• _Trecho do documento_
----
Para cumprir seus objetivos são duas as estratégias principais a serem promovidas e operacionalizadas: i) a ampliação da privatização e comercialização da natureza como mercadorias e suas funções como serviços; ii) o desenvolvimento e promoção de novas tecnologias e vasto emprego de biomassa. Todas as soluções convenientemente dentro do quadro de referência da ecoeficiência e do eco-capitalismo. Deve ter um tanto de gente por aí dizendo – Eu não te disse? Eu já sabia.

Da primeira estratégia, derivamos que a ideia é basicamente empregar meios de se precificar, embora chamem de valorar, toda a natureza e suas funções. De que forma? Através dos chamado PSA, ou seja, Pagamento por Serviços Ambientais (ou ecossistêmicos). Trata-se de se redefinir o papel da natureza e da biodiversidade como “bens” e "serviços", a fim de mercantilizá-los, da mesma forma como são conduzidos os projetos de REDD atualmente, com relação às compensações de emissão de carbono.
----
(Itens de uma fonte de dados)
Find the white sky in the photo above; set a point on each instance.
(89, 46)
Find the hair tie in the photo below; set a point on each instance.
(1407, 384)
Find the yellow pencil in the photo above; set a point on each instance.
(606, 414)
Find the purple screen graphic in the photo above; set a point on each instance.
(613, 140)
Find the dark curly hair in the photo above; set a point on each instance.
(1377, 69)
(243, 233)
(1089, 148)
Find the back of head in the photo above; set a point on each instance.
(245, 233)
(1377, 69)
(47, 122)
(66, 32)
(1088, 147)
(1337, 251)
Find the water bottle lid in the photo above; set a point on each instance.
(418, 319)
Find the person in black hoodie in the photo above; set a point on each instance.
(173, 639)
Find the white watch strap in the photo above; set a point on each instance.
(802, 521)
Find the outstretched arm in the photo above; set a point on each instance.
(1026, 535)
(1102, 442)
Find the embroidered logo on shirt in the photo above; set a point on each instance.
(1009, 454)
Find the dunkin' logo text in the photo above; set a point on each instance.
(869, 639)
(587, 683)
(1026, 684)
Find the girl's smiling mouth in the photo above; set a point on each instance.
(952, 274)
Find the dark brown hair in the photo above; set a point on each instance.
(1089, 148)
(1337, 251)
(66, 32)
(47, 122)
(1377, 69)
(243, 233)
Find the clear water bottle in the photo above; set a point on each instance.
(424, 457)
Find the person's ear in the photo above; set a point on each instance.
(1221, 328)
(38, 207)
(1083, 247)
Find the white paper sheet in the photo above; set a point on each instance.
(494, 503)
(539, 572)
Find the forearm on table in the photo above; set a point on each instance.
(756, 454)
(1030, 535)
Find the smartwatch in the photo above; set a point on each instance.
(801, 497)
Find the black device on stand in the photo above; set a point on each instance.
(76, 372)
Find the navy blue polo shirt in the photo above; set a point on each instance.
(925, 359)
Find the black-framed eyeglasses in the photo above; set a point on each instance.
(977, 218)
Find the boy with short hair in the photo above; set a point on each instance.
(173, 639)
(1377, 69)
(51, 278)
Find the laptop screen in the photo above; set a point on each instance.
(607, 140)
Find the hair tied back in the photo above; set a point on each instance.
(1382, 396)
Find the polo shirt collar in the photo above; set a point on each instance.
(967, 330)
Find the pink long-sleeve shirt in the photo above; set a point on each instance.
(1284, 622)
----
• _O que fazer_
[1] Duplique, do trecho sobre a mercantilização da natureza, tudo o que vai desde "Para cumprir seus" até "Eu já sabia.".
[2] Liste todas as palavras do trecho sobre a mercantilização da natureza que começam com "eco".
[3] Dê prosseguimento ao trecho sobre a mercantilização da natureza a partir do ponto em que ele termina.

• _Suas respostas_
[1]
Para cumprir seus objetivos são duas as estratégias principais a serem promovidas e operacionalizadas: i) a ampliação da privatização e comercialização da natureza como mercadorias e suas funções como serviços; ii) o desenvolvimento e promoção de novas tecnologias e vasto emprego de biomassa. Todas as soluções convenientemente dentro do quadro de referência da ecoeficiência e do eco-capitalismo. Deve ter um tanto de gente por aí dizendo – Eu não te disse? Eu já sabia.

[2] ecoeficiência, eco-capitalismo, ecossistêmicos

[3]
A PSA trará enormes conflitos dentro e entre grupos indígenas, camponeses e outras comunidades tradicionais pela necessidade que há de se inventar “donos” para os bens, funções do ecossistema e pelo conhecimento sobre a biodiversidade, promovendo desta forma a concorrência por quem receberá pelo comércio destes. Mas como se precifica e paga por bens, funções e conhecimentos que sempre foram comuns e compartilhados? 

Isso sem comentar a pressão que será exercida sobre esses mesmos grupos humanos por organizações inescrupulosas que através de patentes e outros “recursos” legais e ilegais, éticos ou não, para que se  convertam a natureza e os conhecimentos em commodities comercializáveis em mercados especulativos. Os mesmos cassinos globais nos quais se apostam hoje o futuro de milhões de pessoas.

Em vez de um verdadeiro reconhecimento social do papel histórico e presente das comunidades indígenas e de agricultores locais na proteção da biodiversidade e para a produção de alimentos ​​para a humanidade, que deve se traduzir em apoio ao exercício efetivo e abrangente de direitos (incluindo-se os direitos à terra e cultura), a economia verde substitui estes mesmos direitos por transações comerciais, e o que deveria ser política pública, por competição do mercado.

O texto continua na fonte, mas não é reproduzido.